(Point-per-instance localization data)
►

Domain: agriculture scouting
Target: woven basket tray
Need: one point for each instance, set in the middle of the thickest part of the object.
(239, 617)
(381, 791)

◄

**Exercise description**. Line by line, reproduce the data exactly as given.

**Task output**.
Domain: agriculture scouting
Target: woven basket tray
Need: one point for each instance, set in the middle of the thickest part of the object.
(239, 617)
(381, 791)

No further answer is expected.